→ **Given problem**
Extract the listing below in full, unchanged.

→ **Data**
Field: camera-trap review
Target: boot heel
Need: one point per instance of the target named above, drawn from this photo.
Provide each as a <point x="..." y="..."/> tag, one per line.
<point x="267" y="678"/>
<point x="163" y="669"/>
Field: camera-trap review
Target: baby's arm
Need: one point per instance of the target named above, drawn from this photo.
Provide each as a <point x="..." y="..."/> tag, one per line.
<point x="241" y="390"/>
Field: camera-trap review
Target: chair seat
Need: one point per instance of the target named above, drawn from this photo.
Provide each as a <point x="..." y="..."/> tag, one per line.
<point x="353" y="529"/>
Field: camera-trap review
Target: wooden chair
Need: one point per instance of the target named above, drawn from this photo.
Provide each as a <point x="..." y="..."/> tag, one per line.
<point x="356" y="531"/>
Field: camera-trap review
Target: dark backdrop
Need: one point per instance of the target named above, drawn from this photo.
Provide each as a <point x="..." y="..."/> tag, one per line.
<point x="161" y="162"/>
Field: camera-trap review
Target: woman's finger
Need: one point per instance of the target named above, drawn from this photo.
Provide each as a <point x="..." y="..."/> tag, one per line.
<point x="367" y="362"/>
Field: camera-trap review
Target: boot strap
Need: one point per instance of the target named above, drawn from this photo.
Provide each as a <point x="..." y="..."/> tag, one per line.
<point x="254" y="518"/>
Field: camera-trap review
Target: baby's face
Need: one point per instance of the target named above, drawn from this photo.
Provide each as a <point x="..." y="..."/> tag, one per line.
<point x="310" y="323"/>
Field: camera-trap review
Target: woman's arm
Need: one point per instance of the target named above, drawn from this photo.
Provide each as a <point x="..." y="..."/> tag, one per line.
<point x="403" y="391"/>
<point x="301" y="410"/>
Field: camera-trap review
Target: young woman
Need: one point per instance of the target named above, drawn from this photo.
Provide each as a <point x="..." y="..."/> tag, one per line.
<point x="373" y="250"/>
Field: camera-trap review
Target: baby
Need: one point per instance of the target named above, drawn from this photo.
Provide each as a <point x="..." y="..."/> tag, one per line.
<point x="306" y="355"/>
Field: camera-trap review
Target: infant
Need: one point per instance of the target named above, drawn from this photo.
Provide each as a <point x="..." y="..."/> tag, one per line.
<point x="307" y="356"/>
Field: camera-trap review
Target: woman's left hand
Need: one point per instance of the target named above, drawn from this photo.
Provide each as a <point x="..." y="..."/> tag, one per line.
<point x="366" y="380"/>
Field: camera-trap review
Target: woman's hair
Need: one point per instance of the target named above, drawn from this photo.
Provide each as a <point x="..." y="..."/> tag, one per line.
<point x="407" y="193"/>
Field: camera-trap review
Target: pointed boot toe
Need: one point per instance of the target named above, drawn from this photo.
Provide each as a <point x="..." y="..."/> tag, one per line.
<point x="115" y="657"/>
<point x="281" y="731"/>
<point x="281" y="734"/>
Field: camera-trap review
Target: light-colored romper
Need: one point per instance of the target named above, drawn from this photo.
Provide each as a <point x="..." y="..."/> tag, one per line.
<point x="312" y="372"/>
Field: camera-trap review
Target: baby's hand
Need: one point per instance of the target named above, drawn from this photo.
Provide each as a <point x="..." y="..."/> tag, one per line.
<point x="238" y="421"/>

→ **Expected output**
Field: camera-trap review
Target: boot heel
Need: one point per instance of the target named above, drawn from this photo.
Provide each as a <point x="..." y="..."/> tag, one per line.
<point x="267" y="678"/>
<point x="163" y="669"/>
Field: camera-trap review
Target: baby's arm
Need: one point per instance of the target named above, drawn from this photo.
Provide each as a <point x="..." y="..."/> tag, one per line.
<point x="241" y="390"/>
Field: camera-trap review
Target: chair seat
Need: one point per instance of the target named above, drawn from this photo.
Provide each as a <point x="..." y="..."/> tag, one per line.
<point x="353" y="529"/>
Field: camera-trap review
Target: wooden chair
Need: one point per instance of the target named above, drawn from this photo.
Provide each as a <point x="..." y="..."/> tag, one per line.
<point x="356" y="531"/>
Field: camera-trap review
Target: dark backdrop
Need: one point per instance of the target named above, drawn from this photo.
Provide each as a <point x="..." y="..."/> tag, one per line.
<point x="161" y="162"/>
Field: camera-trap review
Target: woman's finger
Need: one point per instance of the target named above, drawn from this photo.
Provide each as a <point x="..." y="..."/> tag, one per line.
<point x="367" y="362"/>
Field: camera-trap review
Target: boot strap
Need: one point per instance of the target named above, drawn from this photo.
Provide each as a <point x="..." y="..."/> tag, one per line.
<point x="254" y="518"/>
Field: camera-trap review
Target: baby's face
Need: one point per instance of the target named above, drawn from this photo.
Provide each as a <point x="..." y="..."/> tag, one per line.
<point x="310" y="323"/>
Field: camera-trap review
Target: woman's arm
Need: one point per instance of the target named above, drawn from this photo.
Provide each as a <point x="..." y="..."/> tag, one per line.
<point x="403" y="391"/>
<point x="301" y="410"/>
Field: camera-trap review
Target: young woman
Need: one point per instance of the target named above, drawn from this photo.
Provide each as a <point x="..." y="..."/> tag, one per line.
<point x="373" y="250"/>
Field: camera-trap review
Target: baby
Need: one point per instance of the target named above, drawn from this photo.
Provide each as a <point x="..." y="..."/> tag, one per line.
<point x="306" y="355"/>
Field: camera-trap review
Target: infant
Need: one point per instance of the target named above, drawn from this photo.
Provide each as a <point x="..." y="..."/> tag, one per line.
<point x="307" y="356"/>
Field: camera-trap review
Target: woman's left hand
Need: one point per instance of the target named above, drawn from this photo.
Provide each as a <point x="..." y="..."/> tag, one per line.
<point x="366" y="380"/>
Field: camera-trap review
Target: woman's hair
Need: one point per instance of the target named above, drawn from this photo.
Provide each as a <point x="..." y="..."/> tag, one per line.
<point x="407" y="193"/>
Field: camera-trap review
Target: pointed boot toe
Need: one point per instance of the target named above, drawn from this photo.
Provide each as a <point x="..." y="..."/> tag, one per line.
<point x="115" y="657"/>
<point x="281" y="731"/>
<point x="281" y="734"/>
Field: camera-trap review
Target: light-colored romper
Need: one point per instance of the target named above, drawn from this photo.
Provide each as a <point x="..." y="..."/> tag, one per line.
<point x="312" y="372"/>
Field: camera-trap review
Target: baby's hand
Need: one point per instance of the target named above, drawn from this photo.
Provide each as a <point x="..." y="..."/> tag, one per line.
<point x="238" y="421"/>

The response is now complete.